▸ Exercise instructions
Starting at the first line of the data below, repeat each line word for word up to and including the line with "positive clicks: (635, 434)".
* * * * *
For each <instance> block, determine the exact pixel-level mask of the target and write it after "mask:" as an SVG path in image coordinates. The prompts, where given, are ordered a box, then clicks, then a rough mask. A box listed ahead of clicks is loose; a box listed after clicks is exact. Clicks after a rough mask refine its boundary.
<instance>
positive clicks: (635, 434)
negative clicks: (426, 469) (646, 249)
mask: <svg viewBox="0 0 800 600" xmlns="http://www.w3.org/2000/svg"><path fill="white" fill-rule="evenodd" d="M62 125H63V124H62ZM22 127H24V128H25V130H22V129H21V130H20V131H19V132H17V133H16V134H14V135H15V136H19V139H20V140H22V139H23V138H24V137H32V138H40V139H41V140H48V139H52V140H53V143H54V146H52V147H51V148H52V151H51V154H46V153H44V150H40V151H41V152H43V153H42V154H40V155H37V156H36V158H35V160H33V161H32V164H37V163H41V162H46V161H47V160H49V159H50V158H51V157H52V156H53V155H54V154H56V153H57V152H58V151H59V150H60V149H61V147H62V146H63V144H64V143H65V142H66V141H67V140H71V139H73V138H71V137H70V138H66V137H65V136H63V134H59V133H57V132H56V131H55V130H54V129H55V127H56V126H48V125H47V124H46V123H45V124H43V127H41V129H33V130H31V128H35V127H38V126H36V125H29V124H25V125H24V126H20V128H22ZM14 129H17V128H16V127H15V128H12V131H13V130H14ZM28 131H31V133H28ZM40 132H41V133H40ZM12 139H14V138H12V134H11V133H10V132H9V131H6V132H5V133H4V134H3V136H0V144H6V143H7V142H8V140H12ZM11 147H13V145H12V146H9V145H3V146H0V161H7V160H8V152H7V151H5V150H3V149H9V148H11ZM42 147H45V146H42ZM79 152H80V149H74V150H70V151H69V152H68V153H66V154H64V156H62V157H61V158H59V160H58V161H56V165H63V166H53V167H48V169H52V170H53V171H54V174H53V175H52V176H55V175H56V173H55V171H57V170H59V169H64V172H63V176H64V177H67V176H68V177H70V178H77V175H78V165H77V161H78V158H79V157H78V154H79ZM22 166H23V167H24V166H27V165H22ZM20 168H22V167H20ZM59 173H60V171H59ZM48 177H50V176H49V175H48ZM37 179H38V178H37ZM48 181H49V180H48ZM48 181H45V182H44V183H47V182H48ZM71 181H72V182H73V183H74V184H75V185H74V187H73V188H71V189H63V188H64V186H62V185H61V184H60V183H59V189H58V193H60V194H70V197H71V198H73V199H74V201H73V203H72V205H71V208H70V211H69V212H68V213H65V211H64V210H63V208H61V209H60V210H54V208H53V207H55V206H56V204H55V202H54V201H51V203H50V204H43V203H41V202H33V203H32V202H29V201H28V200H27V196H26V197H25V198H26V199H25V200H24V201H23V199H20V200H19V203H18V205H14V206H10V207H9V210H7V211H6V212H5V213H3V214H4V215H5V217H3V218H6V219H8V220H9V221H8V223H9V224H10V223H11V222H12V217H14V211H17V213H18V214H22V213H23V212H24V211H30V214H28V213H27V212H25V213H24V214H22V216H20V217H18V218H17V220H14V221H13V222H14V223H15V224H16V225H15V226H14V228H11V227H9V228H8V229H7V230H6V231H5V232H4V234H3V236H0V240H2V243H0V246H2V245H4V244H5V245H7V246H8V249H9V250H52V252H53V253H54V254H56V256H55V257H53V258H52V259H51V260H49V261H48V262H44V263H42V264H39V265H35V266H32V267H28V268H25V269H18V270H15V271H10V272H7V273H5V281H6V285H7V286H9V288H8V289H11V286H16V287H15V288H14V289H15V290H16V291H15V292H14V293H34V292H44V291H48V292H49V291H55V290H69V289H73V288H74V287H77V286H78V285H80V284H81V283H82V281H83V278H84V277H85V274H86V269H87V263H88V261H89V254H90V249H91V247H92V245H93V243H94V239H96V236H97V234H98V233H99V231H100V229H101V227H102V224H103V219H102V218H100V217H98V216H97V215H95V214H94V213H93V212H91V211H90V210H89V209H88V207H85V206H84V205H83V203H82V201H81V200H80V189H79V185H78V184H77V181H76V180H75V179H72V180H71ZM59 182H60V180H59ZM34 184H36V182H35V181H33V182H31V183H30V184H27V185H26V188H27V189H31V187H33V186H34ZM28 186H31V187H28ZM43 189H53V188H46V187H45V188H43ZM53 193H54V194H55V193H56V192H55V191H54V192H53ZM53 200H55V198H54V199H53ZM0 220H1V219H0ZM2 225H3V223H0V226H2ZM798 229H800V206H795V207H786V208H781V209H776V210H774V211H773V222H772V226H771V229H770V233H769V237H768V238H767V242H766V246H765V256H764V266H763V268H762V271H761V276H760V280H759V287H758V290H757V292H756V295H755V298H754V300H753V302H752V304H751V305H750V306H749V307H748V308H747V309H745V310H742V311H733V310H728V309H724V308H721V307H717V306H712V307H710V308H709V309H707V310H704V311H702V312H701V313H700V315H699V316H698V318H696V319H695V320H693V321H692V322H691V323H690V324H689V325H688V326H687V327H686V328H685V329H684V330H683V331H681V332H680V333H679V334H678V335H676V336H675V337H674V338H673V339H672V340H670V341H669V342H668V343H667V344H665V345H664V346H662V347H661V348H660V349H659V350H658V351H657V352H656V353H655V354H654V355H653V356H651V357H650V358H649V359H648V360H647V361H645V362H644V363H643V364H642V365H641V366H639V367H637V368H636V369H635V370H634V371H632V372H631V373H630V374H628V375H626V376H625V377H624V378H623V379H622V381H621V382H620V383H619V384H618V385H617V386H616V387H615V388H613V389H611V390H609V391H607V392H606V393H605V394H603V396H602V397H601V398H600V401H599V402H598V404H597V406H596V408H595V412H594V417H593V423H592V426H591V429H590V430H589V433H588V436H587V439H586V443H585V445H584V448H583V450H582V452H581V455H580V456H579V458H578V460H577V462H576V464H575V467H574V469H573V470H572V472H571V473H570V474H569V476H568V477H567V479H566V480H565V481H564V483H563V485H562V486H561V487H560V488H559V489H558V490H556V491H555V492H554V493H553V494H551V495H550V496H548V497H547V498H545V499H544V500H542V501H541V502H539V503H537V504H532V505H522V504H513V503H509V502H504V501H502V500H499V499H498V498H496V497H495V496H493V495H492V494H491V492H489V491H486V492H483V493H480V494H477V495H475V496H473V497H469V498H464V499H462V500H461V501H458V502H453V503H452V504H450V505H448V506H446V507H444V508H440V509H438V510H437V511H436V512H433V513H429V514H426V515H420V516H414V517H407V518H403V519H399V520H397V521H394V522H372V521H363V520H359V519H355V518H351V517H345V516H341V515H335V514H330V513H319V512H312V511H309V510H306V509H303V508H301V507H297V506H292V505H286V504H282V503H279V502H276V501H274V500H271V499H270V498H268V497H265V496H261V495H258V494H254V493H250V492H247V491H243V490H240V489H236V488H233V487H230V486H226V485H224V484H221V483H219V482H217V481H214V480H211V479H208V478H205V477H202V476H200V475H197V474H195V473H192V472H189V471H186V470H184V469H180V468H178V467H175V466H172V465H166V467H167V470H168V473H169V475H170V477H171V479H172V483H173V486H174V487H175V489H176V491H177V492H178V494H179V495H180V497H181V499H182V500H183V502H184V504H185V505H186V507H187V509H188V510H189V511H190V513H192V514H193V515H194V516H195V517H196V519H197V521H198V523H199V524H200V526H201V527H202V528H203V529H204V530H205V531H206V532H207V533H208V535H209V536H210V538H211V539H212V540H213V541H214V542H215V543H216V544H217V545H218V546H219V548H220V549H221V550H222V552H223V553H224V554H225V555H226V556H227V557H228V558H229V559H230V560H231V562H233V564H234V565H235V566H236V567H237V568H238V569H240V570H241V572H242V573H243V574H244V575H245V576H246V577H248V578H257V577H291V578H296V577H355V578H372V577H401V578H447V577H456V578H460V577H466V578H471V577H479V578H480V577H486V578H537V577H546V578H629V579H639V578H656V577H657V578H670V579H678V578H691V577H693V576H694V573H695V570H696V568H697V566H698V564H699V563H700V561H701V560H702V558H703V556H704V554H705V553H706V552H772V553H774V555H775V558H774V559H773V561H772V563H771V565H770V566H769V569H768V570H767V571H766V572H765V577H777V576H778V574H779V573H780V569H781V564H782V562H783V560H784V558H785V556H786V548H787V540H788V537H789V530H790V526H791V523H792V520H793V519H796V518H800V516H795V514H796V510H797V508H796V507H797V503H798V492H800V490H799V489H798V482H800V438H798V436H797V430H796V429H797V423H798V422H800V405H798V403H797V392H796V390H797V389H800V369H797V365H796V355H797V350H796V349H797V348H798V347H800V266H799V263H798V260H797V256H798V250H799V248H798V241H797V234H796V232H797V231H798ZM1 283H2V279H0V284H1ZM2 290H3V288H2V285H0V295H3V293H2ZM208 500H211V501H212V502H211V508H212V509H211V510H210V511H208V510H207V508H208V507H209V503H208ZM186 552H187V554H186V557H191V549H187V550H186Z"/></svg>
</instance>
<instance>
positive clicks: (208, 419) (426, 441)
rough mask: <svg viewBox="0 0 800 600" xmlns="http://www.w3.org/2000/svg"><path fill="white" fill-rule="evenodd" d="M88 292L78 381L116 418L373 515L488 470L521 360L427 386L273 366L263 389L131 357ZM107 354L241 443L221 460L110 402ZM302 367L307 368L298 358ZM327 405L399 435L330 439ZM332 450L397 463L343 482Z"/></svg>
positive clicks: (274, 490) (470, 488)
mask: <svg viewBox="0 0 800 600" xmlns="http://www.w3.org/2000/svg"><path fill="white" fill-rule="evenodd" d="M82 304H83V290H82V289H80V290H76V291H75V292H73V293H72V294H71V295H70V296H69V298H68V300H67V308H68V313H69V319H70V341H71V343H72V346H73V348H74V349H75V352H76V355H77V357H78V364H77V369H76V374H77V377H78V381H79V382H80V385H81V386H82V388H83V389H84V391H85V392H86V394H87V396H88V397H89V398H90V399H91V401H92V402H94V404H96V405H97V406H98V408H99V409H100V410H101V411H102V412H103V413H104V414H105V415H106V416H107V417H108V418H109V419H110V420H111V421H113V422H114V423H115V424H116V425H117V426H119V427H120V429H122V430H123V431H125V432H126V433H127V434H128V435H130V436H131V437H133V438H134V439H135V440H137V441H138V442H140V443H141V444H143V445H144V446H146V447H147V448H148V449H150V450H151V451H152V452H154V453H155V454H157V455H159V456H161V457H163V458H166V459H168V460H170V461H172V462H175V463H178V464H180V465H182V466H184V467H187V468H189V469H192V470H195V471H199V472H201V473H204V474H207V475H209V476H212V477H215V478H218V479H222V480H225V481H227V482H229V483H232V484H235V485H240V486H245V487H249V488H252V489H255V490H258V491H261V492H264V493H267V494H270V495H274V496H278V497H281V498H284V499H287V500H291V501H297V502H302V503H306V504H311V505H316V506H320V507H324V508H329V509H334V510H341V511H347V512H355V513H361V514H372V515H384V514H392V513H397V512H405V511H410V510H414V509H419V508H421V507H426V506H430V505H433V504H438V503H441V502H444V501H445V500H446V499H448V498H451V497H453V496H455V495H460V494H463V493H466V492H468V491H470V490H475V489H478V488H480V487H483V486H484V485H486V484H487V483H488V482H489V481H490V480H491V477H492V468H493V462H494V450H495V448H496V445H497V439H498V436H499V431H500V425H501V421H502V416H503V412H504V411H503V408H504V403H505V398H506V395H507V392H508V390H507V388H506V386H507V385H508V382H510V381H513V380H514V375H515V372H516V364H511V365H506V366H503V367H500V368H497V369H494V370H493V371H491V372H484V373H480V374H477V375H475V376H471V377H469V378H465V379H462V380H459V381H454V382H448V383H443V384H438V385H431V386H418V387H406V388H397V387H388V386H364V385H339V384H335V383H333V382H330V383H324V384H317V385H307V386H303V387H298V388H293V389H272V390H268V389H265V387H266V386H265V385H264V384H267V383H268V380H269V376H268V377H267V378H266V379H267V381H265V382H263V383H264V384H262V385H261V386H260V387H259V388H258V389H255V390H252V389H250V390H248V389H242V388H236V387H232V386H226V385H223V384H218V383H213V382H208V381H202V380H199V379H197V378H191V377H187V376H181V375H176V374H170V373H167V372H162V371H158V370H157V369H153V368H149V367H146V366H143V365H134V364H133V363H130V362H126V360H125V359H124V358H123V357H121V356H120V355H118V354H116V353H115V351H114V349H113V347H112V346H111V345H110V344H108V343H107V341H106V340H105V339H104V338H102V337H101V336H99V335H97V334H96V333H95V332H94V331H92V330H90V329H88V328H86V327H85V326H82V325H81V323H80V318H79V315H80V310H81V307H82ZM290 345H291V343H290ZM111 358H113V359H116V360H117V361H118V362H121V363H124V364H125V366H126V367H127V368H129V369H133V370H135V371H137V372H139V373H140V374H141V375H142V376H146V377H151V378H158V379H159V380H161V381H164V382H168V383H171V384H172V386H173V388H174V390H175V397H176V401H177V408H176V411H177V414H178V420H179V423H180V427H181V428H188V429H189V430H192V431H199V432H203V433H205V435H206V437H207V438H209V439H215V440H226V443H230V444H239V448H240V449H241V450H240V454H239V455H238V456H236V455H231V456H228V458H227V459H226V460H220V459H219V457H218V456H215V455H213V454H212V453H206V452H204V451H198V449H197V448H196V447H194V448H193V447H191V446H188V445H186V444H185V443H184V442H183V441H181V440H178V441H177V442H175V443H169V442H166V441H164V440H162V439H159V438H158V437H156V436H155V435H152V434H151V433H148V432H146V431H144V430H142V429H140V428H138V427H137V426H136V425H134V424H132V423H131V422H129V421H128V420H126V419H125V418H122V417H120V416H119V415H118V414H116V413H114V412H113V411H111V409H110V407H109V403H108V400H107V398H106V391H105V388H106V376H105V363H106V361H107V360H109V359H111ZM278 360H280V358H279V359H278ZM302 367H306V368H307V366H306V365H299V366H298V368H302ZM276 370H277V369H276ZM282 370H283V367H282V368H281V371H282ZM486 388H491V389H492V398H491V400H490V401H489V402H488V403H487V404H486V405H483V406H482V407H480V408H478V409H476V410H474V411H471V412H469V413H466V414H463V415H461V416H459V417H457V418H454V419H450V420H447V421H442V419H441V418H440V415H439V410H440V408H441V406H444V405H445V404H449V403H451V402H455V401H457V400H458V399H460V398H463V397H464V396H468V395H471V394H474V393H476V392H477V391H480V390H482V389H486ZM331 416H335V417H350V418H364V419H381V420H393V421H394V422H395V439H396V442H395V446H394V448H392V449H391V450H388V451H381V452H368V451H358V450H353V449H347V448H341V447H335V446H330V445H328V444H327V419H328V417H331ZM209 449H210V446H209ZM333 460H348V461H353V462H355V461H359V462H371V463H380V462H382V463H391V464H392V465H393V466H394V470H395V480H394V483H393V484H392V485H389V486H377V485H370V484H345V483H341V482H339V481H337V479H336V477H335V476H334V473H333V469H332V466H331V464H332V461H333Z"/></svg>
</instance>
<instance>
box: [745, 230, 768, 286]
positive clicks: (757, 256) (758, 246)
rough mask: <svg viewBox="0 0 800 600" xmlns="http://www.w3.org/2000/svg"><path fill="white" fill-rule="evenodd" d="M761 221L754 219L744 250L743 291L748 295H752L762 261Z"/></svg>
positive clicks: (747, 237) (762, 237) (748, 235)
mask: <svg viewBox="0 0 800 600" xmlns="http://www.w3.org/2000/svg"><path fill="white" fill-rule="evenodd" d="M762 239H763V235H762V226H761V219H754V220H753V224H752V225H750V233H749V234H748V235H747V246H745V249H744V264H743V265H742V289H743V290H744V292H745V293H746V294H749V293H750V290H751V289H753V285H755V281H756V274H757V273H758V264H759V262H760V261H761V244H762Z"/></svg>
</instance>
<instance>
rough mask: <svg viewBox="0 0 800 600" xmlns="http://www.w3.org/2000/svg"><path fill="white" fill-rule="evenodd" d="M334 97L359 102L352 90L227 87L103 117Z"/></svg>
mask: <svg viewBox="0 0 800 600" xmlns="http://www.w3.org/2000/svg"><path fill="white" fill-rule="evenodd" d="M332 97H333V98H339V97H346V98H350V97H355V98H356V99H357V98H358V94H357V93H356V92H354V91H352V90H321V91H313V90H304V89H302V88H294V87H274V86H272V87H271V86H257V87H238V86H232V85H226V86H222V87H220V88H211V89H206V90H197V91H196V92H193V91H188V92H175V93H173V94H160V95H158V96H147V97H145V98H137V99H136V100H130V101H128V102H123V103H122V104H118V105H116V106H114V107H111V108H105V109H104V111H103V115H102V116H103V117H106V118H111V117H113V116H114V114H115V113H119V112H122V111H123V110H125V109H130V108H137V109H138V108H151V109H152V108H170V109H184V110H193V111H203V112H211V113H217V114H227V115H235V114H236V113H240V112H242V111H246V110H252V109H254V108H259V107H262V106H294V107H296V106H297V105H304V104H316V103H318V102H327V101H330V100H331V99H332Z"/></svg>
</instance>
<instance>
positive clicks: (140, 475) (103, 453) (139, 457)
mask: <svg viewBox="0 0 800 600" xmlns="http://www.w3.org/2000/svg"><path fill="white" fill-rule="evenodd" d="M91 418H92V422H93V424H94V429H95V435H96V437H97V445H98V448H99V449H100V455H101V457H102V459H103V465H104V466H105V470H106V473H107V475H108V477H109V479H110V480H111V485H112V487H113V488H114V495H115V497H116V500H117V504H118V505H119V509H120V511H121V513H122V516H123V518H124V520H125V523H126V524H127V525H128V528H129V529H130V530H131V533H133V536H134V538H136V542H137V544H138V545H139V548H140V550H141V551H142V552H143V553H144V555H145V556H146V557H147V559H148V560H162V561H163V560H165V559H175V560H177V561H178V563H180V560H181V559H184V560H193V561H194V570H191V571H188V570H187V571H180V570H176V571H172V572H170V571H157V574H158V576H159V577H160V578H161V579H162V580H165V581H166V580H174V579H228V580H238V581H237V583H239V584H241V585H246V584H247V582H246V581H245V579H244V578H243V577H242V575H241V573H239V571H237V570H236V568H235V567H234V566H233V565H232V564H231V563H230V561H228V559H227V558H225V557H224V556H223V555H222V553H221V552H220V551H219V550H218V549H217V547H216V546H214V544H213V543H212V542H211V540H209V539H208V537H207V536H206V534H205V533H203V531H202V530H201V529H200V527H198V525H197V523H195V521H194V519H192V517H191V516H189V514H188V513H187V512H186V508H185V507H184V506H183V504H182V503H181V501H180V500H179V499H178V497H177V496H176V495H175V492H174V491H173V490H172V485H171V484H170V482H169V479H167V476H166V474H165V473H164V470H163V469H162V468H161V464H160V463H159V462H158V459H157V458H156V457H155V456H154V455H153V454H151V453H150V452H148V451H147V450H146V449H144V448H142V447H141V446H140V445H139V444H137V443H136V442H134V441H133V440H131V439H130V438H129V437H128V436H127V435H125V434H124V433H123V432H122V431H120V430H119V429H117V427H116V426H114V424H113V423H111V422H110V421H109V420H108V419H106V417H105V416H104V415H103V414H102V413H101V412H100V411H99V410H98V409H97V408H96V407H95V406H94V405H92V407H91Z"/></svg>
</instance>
* * * * *
▸ Exercise response
For each <instance> block, determine the exact pixel-level mask of the target and write it after "mask:" as an SVG path in image coordinates. The prompts, where given, are ordered a box, then clicks, then a rough mask. A box listed ahead of clicks is loose; a box listed after clicks is exact. Clicks after a rough mask refine its boundary.
<instance>
positive clicks: (635, 434)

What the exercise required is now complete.